• _Task instructions_
Duplicate the items from the line with "In this exercise you will mark every instance of the window" up to and including the line with "<point>413,34</point>", reproducing each line without any change.

--- start The data ---

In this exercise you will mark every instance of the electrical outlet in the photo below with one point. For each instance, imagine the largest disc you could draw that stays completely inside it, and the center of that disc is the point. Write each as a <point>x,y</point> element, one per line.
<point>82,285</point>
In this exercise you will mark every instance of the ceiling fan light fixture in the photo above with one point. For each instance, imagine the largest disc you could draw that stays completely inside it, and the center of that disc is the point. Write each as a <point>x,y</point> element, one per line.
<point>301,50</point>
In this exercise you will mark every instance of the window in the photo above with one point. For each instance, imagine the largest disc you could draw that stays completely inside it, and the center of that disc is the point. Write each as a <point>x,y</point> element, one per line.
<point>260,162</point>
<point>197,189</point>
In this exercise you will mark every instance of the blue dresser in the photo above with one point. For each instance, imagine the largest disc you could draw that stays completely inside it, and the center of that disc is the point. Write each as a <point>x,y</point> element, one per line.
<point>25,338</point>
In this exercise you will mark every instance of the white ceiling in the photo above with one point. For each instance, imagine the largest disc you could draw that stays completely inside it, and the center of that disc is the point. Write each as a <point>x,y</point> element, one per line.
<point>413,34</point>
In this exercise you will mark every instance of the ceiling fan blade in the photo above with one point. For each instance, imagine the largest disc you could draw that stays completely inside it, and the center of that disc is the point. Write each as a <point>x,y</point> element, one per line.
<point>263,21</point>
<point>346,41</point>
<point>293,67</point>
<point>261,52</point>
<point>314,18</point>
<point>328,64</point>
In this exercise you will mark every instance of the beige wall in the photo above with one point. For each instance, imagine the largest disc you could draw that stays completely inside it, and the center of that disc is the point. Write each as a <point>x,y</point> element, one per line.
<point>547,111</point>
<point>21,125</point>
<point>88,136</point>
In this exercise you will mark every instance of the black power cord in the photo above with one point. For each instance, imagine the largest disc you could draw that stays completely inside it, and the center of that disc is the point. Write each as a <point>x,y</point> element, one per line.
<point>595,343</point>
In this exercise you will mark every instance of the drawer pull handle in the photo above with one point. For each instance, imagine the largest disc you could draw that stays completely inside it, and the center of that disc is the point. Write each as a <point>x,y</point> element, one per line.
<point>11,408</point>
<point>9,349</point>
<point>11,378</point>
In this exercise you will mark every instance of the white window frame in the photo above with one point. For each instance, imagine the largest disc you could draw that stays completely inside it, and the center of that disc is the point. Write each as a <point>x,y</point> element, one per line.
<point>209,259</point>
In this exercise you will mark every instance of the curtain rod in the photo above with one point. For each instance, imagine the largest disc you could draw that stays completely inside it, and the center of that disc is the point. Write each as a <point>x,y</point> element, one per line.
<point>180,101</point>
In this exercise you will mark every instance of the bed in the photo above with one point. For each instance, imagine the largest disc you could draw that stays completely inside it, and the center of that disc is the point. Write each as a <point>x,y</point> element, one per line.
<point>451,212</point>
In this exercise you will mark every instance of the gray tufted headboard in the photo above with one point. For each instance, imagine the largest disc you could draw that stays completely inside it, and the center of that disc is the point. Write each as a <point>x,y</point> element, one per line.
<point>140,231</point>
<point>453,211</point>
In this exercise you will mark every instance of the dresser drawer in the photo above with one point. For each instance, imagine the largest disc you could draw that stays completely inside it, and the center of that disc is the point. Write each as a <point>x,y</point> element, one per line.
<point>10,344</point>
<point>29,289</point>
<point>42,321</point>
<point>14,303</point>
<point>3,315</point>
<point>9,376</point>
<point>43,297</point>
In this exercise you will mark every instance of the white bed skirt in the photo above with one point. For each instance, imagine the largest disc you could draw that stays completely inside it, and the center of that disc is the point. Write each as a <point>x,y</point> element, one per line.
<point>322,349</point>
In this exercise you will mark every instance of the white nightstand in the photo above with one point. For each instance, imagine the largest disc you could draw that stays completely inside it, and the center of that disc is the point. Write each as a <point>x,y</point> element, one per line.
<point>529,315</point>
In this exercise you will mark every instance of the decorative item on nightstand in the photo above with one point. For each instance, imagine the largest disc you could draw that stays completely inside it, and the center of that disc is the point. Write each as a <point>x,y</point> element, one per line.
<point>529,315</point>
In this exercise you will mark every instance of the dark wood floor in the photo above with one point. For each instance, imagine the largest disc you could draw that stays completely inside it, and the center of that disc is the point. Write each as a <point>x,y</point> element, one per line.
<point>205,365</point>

--- end The data ---

• _Response_
In this exercise you will mark every instance of the window in the photo above with one point. For each instance, imagine the largest disc you could draw that stays completely inside it, and the center of that disc is the point. Write each as a <point>x,y</point> element, one per line.
<point>260,162</point>
<point>197,189</point>
In this exercise you will mark every instance of the blue dresser in the photo above with one point. For each instance, imagine the largest disc you could draw that stays completely inside it, and the center of that disc is the point. Write each as a <point>x,y</point> element, one per line.
<point>25,338</point>
In this exercise you will mark every instance of the white ceiling in the photo above with one point. For each instance, imagine the largest disc you could draw that stays completely inside it, and the center of that disc is the point. Write each as a <point>x,y</point> element, one per line.
<point>413,34</point>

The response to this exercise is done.